Problem statement.
After locating "pin the orange sneaker" in the listing below, copy that line and each one after it exactly, ending with the line that has "pin the outstretched".

Provided data.

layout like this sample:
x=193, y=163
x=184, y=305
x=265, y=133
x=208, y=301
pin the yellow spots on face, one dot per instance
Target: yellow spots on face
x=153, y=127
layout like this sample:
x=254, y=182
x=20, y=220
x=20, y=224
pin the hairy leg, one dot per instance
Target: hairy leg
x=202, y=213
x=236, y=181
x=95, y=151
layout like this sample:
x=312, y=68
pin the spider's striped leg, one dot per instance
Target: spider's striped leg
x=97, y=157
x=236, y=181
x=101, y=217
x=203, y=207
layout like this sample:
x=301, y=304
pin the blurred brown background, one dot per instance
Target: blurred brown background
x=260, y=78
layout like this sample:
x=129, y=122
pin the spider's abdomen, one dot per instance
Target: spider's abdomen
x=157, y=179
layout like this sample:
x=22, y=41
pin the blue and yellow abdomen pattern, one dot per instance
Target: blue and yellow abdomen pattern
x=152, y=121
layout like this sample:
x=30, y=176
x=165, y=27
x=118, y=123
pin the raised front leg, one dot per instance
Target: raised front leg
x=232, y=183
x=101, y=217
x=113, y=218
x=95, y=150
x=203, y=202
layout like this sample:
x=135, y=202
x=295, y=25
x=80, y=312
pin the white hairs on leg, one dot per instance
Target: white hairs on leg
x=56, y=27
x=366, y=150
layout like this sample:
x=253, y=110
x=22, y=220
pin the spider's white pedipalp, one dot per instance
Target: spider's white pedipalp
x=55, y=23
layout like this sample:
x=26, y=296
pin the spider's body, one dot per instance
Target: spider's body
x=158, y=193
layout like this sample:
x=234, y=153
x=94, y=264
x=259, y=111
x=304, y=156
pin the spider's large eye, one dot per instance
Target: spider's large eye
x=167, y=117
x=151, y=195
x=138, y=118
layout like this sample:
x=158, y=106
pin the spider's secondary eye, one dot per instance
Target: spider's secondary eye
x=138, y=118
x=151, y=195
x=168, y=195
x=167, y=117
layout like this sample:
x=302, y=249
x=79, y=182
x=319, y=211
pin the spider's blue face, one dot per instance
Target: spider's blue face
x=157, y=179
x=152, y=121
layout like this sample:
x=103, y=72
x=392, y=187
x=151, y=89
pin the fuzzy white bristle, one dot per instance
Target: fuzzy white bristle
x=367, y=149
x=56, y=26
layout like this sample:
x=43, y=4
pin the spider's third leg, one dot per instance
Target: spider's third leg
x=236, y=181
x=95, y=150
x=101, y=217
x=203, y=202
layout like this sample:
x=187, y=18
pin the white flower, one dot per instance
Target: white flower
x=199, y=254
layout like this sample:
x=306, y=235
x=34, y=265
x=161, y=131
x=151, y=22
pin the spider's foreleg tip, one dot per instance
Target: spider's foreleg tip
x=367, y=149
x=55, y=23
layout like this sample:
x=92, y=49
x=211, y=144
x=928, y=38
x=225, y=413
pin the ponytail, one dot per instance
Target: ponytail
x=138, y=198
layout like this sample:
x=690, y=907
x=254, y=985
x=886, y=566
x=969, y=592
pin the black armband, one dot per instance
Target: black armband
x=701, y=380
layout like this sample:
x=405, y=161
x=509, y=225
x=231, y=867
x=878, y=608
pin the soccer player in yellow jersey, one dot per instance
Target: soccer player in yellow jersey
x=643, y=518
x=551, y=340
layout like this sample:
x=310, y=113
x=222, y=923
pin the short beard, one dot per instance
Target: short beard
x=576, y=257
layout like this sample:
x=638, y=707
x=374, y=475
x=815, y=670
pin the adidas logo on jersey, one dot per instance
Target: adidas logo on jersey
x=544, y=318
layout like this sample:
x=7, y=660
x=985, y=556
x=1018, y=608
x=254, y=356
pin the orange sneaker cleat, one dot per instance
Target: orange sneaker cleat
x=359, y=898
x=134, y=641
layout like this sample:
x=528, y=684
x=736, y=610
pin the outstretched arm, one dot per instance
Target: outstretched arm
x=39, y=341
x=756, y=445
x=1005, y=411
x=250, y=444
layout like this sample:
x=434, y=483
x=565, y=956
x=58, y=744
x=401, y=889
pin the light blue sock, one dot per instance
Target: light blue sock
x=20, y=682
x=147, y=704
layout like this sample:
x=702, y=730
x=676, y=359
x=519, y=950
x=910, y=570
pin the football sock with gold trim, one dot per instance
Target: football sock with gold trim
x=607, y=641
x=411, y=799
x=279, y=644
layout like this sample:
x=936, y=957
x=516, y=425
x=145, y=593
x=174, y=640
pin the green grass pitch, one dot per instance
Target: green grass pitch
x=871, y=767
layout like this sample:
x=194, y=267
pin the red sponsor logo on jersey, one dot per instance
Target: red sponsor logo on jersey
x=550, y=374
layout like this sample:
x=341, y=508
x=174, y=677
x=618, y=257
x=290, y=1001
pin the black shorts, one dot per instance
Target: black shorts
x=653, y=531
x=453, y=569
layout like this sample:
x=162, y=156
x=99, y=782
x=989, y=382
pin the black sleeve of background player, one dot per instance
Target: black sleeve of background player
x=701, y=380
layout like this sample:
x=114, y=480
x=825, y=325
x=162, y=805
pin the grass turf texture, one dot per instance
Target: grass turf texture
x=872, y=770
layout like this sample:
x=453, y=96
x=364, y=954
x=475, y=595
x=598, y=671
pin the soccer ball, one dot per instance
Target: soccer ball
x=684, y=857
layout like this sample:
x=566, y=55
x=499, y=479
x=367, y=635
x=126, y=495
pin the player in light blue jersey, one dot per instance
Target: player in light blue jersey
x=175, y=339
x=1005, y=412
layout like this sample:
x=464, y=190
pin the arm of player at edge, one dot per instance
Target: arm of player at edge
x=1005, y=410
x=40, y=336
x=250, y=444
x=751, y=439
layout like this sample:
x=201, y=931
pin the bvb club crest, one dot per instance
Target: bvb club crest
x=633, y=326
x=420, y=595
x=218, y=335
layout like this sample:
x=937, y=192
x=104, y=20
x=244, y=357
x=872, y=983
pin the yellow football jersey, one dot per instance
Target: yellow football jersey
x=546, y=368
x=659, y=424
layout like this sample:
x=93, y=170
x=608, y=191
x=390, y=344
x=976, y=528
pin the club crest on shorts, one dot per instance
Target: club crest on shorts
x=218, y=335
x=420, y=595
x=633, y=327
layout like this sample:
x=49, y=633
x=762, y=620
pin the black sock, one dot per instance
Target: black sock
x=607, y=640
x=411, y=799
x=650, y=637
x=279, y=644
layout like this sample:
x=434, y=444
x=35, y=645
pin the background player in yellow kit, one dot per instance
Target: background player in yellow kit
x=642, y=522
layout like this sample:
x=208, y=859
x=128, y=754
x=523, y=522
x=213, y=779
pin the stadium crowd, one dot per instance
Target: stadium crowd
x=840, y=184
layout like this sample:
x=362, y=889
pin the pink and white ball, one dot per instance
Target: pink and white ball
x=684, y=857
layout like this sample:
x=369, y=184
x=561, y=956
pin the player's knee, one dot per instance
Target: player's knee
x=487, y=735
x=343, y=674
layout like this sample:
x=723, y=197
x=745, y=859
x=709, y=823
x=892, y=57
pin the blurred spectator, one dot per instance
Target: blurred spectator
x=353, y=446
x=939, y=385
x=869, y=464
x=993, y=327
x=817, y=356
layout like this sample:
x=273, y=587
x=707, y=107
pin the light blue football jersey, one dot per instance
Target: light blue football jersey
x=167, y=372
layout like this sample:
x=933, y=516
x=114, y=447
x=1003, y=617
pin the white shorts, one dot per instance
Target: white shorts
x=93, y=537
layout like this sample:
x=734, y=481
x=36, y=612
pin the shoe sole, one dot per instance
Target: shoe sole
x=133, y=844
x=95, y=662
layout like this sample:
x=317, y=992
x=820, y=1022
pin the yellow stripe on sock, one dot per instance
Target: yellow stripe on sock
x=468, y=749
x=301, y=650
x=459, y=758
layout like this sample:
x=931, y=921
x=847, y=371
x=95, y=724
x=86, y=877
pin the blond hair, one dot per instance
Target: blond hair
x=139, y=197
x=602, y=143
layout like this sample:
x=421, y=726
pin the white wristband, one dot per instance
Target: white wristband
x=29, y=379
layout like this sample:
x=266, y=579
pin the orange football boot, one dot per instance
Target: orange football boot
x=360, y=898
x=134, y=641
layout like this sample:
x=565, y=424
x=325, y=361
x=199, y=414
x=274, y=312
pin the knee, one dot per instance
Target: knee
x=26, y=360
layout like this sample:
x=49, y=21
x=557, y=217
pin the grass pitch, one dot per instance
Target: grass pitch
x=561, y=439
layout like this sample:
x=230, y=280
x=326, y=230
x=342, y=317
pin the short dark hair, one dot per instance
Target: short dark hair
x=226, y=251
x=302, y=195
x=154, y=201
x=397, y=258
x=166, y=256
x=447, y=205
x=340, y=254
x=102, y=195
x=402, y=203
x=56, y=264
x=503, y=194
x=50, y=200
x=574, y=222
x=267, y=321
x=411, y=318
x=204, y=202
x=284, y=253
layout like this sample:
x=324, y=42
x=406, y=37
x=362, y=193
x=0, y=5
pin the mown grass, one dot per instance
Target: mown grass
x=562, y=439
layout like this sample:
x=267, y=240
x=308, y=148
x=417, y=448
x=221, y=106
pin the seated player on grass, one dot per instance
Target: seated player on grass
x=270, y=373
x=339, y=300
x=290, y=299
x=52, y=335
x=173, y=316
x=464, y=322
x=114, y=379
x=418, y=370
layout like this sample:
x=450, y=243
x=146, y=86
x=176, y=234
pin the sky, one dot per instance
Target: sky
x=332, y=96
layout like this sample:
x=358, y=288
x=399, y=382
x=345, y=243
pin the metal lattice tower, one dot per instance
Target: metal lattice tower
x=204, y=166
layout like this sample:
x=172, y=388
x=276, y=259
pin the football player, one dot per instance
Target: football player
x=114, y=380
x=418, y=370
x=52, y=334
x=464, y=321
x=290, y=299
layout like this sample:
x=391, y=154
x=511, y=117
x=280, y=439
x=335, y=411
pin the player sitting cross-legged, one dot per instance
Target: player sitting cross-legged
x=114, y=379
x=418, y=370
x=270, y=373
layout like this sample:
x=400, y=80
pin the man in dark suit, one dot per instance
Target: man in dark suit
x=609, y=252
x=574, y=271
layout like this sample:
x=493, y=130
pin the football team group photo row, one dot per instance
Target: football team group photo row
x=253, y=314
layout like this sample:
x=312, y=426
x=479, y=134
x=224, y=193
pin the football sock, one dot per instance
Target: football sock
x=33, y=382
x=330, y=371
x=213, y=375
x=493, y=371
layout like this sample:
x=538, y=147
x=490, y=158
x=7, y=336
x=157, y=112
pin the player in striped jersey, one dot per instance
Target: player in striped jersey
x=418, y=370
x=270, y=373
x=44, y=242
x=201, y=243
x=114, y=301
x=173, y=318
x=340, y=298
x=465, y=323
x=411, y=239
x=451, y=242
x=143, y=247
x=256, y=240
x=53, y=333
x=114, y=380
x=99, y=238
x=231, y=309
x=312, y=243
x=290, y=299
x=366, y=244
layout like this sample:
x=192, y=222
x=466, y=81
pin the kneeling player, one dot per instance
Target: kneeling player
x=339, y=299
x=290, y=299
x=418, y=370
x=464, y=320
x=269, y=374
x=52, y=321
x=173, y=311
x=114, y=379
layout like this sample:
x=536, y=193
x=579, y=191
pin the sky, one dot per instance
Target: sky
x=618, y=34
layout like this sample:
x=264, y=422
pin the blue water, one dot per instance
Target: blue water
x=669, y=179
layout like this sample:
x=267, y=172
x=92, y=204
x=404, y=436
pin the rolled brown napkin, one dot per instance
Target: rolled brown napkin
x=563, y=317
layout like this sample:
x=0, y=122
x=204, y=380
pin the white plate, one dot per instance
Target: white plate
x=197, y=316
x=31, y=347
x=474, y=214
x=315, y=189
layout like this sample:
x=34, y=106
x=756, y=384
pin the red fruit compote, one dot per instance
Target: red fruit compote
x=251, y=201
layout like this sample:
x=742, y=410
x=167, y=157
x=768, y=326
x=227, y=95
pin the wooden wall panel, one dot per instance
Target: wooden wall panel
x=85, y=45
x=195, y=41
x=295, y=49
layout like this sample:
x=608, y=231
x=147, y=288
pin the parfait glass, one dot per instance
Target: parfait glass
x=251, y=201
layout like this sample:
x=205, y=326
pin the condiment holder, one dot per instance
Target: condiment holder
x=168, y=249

Result.
pin the orange sneaker cleat, one dot per instance
Target: orange sneaker cleat
x=359, y=898
x=134, y=641
layout like this sample:
x=528, y=684
x=736, y=610
pin the outstretched arm, one dot per instance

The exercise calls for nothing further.